Change every "instance" in the material below to "object", keeping all other text the same.

## Start EXERCISE MATERIALS

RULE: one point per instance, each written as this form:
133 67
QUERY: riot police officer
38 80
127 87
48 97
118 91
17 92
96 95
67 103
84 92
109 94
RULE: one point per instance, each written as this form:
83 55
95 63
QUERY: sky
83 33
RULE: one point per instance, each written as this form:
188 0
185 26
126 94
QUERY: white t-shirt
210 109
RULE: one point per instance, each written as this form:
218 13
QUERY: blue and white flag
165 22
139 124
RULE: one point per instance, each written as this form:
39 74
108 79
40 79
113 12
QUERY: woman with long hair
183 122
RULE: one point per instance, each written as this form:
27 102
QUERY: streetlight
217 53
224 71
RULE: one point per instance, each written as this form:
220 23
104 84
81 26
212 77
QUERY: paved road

## End EXERCISE MATERIALS

* **SOLVED PROBLEM**:
RULE: one point per object, each written as this form:
133 67
QUERY: riot police officer
38 80
127 87
48 97
118 91
17 92
96 95
67 103
84 92
109 94
RULE: one point per object, each written as this form:
83 55
95 63
QUERY: sky
83 33
RULE: one point per object, each written as this form:
188 0
185 26
126 94
QUERY: white t-shirt
210 109
RULE: one point per object, each written as this form:
218 13
QUERY: blue and white flag
165 22
139 124
RULE: one point per object, each written as this form:
39 74
108 79
40 79
113 12
QUERY: woman with long hair
183 122
RULE: one point per object, each written as this form:
27 102
QUERY: streetlight
217 53
224 71
RULE: one point per object, each written as this form:
220 23
104 84
81 26
212 77
QUERY: paved road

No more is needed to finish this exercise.